PASSAGE:

Segment Open

Let's shut down gender essentialism with something that's called "science."

Isis and Sheril are having a discussion about some of Sheril's email. She recently got a question from a reader, who queries:

Hi Sheril,
I read with interest your article on 'women and science' in the Discover website. Can I ask, from your perspective, what you think of this study suggesting that men are smarter than women? Because there are a lot of men who agreed with the study, and even some women. The truth is, while I don't want to agree with it, I can't help but think that men are smarter than women. Or at least, made much advances in the field of science than women. Yes, women have been kept at a disadvantage for so long, but I wonder if men also push themselves more? Maybe they want it more? I really hate feeling this way, but deep down, I kind of believe that it may be true. Have you ever heard of Camile Paguila, btw? She's a 'feminist' but believes that, since most of the inventions we have in the modern world are created by men, if it were left up to women, we'd be living in grass huts.

I know that the study is old, but if you could offer your perspective, that would be great.
Thank you.

So, the "article" referred to is an old Daily Mail piece reporting that

"It is research that is guaranteed to delight men - and infuriate the women in their lives. A controversial new study has claimed that men really are more intelligent than women.

The study - carried out by a man - concluded that men's IQs are almost four points higher than women's.

British-born researcher John Philippe Rushton, who previously created a furore by suggesting intelligence is influenced by race, says the finding could explain why so few women make it to the top in the workplace."

Oh gawd. Again? I think I blogged about this article back in 2006. Why won't this psudoscience crap die?

Sheril, also tired of this lame argument that really should have been laid to rest by now, invites readers to weigh in, and Isis is gearing up for a response of her own. In the meantime, let me share a couple of brief thoughts. I will try to be civil.

I would start by point out to Sheril's reader that the IQ test was originally designed as a test for *children,* that something as complex as adult intelligence (and, actually, children's intelligence too) can clearly not be accurately nor precisely represented by a single number, that science that pruports to measure said intelligence with said number is bullshit, and to read The Mismeasure of Man by Stephen Jay Gould.

Segment Closed

EXERCISE DATA:

Segment Open

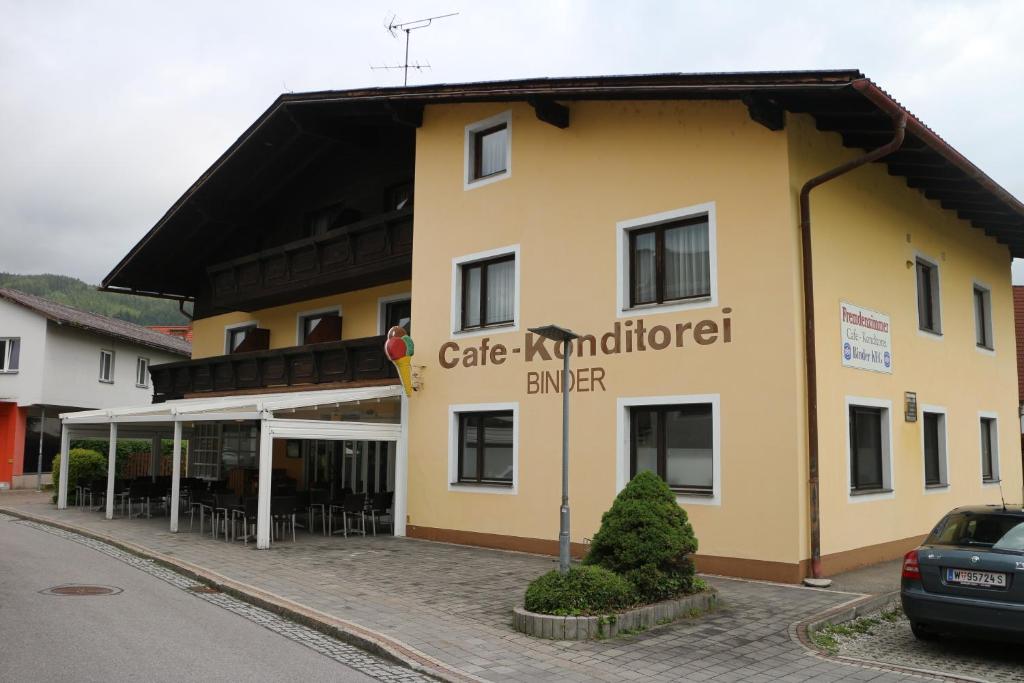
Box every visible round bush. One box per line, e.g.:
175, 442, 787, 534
524, 566, 637, 616
53, 449, 106, 503
584, 472, 697, 602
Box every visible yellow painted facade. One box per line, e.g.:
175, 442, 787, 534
194, 101, 1021, 577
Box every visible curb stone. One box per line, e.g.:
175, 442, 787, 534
790, 591, 987, 683
0, 506, 485, 683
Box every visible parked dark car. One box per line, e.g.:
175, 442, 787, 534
900, 505, 1024, 640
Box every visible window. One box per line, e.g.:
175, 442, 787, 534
630, 403, 715, 496
224, 323, 256, 353
0, 337, 22, 373
466, 112, 512, 189
459, 254, 516, 330
457, 411, 515, 486
974, 285, 992, 350
99, 349, 114, 384
916, 257, 942, 335
921, 410, 949, 488
135, 357, 150, 388
296, 308, 341, 346
849, 404, 892, 495
981, 416, 999, 483
630, 216, 711, 306
380, 299, 413, 335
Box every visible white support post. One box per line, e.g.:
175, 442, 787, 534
106, 422, 118, 519
256, 419, 273, 550
57, 424, 70, 510
150, 434, 164, 481
391, 393, 409, 536
168, 420, 181, 533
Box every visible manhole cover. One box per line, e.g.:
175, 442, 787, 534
40, 584, 122, 595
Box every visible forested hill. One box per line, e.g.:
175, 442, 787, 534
0, 272, 188, 325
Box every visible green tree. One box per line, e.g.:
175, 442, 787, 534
584, 472, 697, 602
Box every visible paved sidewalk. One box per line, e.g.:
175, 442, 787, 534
0, 494, 920, 683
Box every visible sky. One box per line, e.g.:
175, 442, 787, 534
0, 0, 1024, 284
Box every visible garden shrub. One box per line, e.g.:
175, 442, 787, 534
53, 449, 106, 503
524, 566, 637, 616
584, 472, 697, 602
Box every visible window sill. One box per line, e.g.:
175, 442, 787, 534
850, 488, 893, 496
452, 321, 518, 337
449, 481, 516, 496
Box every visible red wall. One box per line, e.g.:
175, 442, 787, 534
0, 402, 28, 486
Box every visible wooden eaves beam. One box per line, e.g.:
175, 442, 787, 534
526, 96, 569, 128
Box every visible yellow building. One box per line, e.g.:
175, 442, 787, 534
66, 72, 1024, 582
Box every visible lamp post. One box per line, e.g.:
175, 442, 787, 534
529, 325, 580, 573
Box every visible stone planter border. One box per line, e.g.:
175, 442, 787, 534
512, 588, 718, 640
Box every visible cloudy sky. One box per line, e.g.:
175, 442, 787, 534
0, 0, 1024, 283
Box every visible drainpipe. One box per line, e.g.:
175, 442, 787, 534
800, 79, 906, 579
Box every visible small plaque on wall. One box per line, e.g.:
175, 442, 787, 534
903, 391, 918, 422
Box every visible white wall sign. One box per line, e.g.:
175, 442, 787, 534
839, 301, 893, 374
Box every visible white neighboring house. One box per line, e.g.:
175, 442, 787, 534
0, 288, 191, 488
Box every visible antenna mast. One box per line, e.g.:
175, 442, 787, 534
371, 12, 459, 85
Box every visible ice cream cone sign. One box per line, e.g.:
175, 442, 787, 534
384, 326, 414, 396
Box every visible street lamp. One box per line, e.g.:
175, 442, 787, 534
529, 325, 580, 573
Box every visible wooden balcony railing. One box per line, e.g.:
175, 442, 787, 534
207, 208, 413, 310
150, 336, 398, 403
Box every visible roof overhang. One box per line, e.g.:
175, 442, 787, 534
102, 70, 1024, 299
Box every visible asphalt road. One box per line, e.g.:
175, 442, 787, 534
0, 521, 374, 683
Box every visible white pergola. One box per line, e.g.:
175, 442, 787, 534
57, 385, 409, 549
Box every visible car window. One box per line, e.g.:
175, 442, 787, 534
927, 512, 1024, 552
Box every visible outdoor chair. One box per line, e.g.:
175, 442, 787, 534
370, 490, 394, 536
211, 494, 239, 541
341, 494, 367, 539
128, 479, 151, 519
270, 496, 296, 543
231, 498, 259, 546
307, 488, 331, 536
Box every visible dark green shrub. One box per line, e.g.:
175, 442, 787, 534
524, 566, 637, 616
584, 472, 697, 602
53, 449, 106, 503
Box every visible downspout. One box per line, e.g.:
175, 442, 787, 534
800, 79, 906, 579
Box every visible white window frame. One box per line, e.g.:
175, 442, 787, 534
913, 252, 937, 339
843, 396, 896, 503
452, 245, 522, 337
463, 110, 512, 189
615, 393, 722, 507
971, 280, 995, 355
135, 355, 150, 389
921, 404, 950, 494
447, 401, 519, 496
98, 348, 114, 384
377, 292, 413, 335
295, 305, 345, 346
615, 202, 718, 317
224, 321, 259, 355
978, 411, 1002, 486
0, 337, 22, 375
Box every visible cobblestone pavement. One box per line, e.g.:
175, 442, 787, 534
839, 616, 1024, 683
0, 497, 920, 683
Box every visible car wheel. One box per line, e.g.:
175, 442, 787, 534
910, 622, 936, 640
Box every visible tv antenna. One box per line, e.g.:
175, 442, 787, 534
370, 12, 459, 85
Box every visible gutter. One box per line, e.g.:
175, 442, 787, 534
800, 79, 909, 585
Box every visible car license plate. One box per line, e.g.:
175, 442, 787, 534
946, 568, 1007, 588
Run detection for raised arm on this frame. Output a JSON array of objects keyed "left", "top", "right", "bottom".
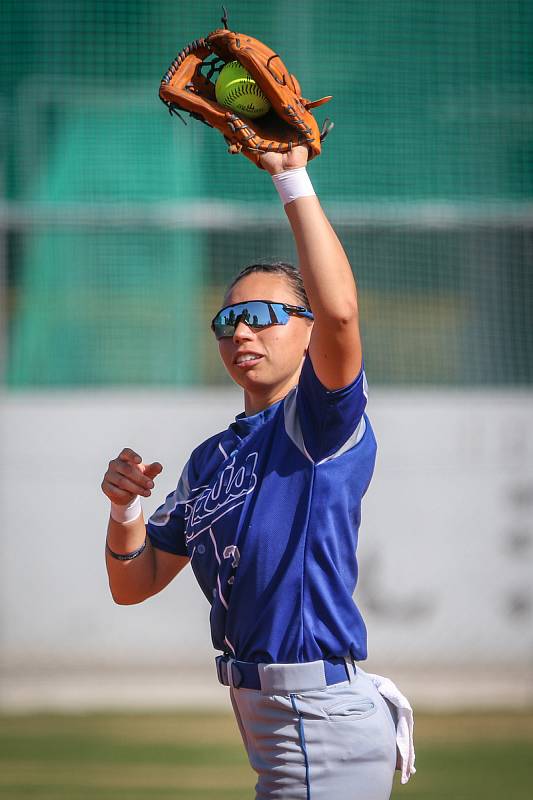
[{"left": 261, "top": 147, "right": 362, "bottom": 390}]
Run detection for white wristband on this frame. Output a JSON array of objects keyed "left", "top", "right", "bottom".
[
  {"left": 110, "top": 495, "right": 142, "bottom": 523},
  {"left": 272, "top": 167, "right": 316, "bottom": 206}
]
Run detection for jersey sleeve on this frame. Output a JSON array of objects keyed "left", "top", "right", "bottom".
[
  {"left": 146, "top": 461, "right": 190, "bottom": 556},
  {"left": 296, "top": 355, "right": 368, "bottom": 462}
]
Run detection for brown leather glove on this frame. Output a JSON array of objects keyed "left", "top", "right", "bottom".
[{"left": 159, "top": 20, "right": 333, "bottom": 169}]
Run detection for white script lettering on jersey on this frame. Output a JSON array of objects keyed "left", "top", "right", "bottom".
[{"left": 186, "top": 452, "right": 257, "bottom": 542}]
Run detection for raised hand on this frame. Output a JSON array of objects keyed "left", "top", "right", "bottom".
[
  {"left": 259, "top": 145, "right": 309, "bottom": 175},
  {"left": 102, "top": 447, "right": 163, "bottom": 506}
]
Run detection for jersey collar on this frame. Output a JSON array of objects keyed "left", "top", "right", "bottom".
[{"left": 230, "top": 400, "right": 283, "bottom": 439}]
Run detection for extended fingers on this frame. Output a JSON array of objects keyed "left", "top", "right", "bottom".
[
  {"left": 144, "top": 461, "right": 163, "bottom": 478},
  {"left": 119, "top": 447, "right": 142, "bottom": 464},
  {"left": 107, "top": 458, "right": 154, "bottom": 497}
]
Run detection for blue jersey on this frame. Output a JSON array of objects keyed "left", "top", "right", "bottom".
[{"left": 147, "top": 357, "right": 376, "bottom": 663}]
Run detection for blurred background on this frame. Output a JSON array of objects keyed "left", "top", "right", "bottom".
[{"left": 0, "top": 0, "right": 533, "bottom": 800}]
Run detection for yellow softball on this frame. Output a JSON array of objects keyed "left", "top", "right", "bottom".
[{"left": 215, "top": 61, "right": 270, "bottom": 119}]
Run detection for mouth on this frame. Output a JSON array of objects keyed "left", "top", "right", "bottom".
[{"left": 233, "top": 353, "right": 263, "bottom": 369}]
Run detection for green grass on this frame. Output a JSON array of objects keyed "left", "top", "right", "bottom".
[{"left": 0, "top": 712, "right": 533, "bottom": 800}]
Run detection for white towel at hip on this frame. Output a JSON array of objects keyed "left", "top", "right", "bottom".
[{"left": 357, "top": 666, "right": 416, "bottom": 783}]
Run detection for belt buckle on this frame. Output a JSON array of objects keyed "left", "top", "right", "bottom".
[
  {"left": 228, "top": 658, "right": 244, "bottom": 689},
  {"left": 215, "top": 656, "right": 229, "bottom": 686}
]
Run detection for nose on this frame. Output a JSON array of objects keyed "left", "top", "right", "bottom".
[{"left": 233, "top": 320, "right": 255, "bottom": 344}]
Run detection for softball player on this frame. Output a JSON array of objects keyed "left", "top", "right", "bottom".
[{"left": 102, "top": 147, "right": 414, "bottom": 800}]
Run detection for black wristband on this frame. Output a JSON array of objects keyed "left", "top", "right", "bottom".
[{"left": 105, "top": 539, "right": 146, "bottom": 561}]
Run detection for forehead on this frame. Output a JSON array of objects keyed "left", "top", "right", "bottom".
[{"left": 224, "top": 272, "right": 301, "bottom": 305}]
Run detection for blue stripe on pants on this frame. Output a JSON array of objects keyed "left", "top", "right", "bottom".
[{"left": 290, "top": 694, "right": 311, "bottom": 800}]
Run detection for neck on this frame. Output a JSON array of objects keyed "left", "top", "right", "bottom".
[{"left": 244, "top": 375, "right": 298, "bottom": 417}]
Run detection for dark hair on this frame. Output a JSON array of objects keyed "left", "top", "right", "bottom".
[{"left": 222, "top": 261, "right": 311, "bottom": 309}]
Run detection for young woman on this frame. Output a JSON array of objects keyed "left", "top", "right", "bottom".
[{"left": 102, "top": 147, "right": 414, "bottom": 800}]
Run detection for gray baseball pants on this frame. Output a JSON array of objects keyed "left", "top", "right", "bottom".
[{"left": 230, "top": 662, "right": 396, "bottom": 800}]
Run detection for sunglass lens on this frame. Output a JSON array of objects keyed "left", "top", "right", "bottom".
[{"left": 213, "top": 300, "right": 289, "bottom": 339}]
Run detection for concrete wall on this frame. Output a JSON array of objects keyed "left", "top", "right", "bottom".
[{"left": 0, "top": 389, "right": 533, "bottom": 706}]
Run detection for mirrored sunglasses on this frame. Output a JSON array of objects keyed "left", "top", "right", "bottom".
[{"left": 211, "top": 300, "right": 314, "bottom": 339}]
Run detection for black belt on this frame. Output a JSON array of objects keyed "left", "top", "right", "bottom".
[{"left": 215, "top": 656, "right": 355, "bottom": 689}]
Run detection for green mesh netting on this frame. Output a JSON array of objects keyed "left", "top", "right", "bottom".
[{"left": 0, "top": 0, "right": 533, "bottom": 386}]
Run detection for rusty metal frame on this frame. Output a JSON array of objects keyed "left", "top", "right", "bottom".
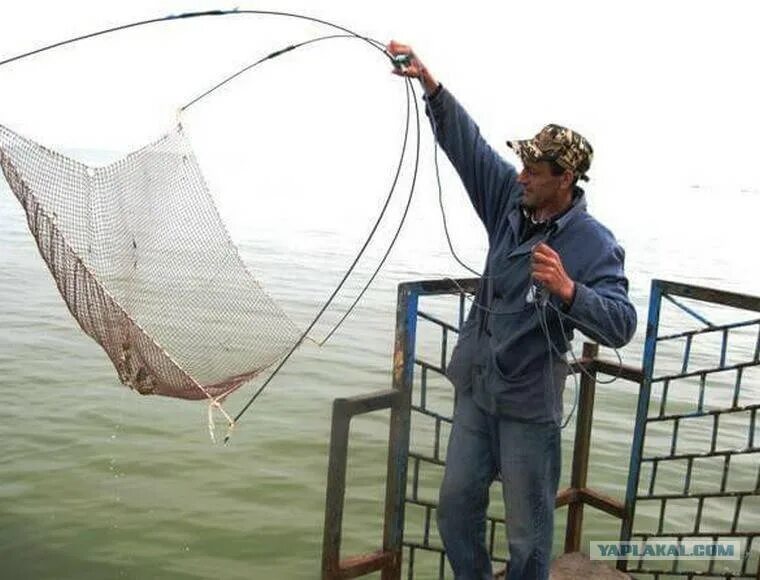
[
  {"left": 322, "top": 279, "right": 760, "bottom": 580},
  {"left": 618, "top": 280, "right": 760, "bottom": 578}
]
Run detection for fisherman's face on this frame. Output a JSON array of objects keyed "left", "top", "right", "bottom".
[{"left": 517, "top": 161, "right": 562, "bottom": 210}]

Segment Closed

TASK SET:
1. Answer these questions about the blog post on gender essentialism, one line each:
(a) On which website did the reader read Sheril's article on women and science?
(b) By how many points higher did the study conclude men's IQs are than women's?
(c) For whom was the IQ test originally designed, according to the post?
2. In the blog post on gender essentialism, starting with "I know that" and going on through "psudoscience crap die?", swap "researcher" for "scientist" and give the passage again.
3. What comes next in the blog post on gender essentialism? Finish out the next part, picking up after its last sentence.

LIST OF ANSWERS:
1.
(a) The Discover website.
(b) Almost four points.
(c) Children.

2.
I know that the study is old, but if you could offer your perspective, that would be great.
Thank you.

So, the "article" referred to is an old Daily Mail piece reporting that

"It is research that is guaranteed to delight men - and infuriate the women in their lives. A controversial new study has claimed that men really are more intelligent than women.

The study - carried out by a man - concluded that men's IQs are almost four points higher than women's.

British-born scientist John Philippe Rushton, who previously created a furore by suggesting intelligence is influenced by race, says the finding could explain why so few women make it to the top in the workplace."

Oh gawd. Again? I think I blogged about this article back in 2006. Why won't this psudoscience crap die?

3.
Then I would ask the reader (and the "researcher," actually), IF we somehow believed that IQ represented intelligence (which it doesn't, right? it's bullshit, already said that), how big the statistical effect size was of the study? I would then point them to Janet Hyde's paper on the Gender Similarities Hypothesis (pdf) which is so critical the APA doesn't have it hiding behind a firewall. Hyde argues that calculating effect sizes (i.e. how different the means are between two sets of data) is way more important than the fact that the means are different particularly because simply using very large data sets can bias the means to be statistically significantly different. She does a meta-analysis of many studies done over decades to point out that, for most of the studies, the effect size is nil, and for only a couple is the effect size not zero but they are still small. So research that looks at gender with big ns without looking at effect sizes is essentially crap science. Clearly the "researcher" of said study could benefit from some something we call "learning" from past science in the context of a good statistics course. It could have saved him all that work.

THEN I would tell the reader to stop reading such poorly done science reporting (let alone science) which plays on our socialized beliefs that "there must be BIG differences between women and men, right? After all, we're from different planets.." Instead, read this PhD comic. Or any of the other ones. They're all funny. And better written.

Finally, I would reassure the reader that, IF you could measure intelligence by IQ and IF the means were "really there" and not just an effect of a large sample size, and IF there was somehow a big effect size, that doesn't mean that a random individual man is smarter than a random individual woman. This is not an individual-level study -- it's a study about groups. So this doesn't say anything about individual relationships -- therefore one's dumb male inlaw/colleague/partner/etc. can still be dumber than you.

Not that you needed a study to know that.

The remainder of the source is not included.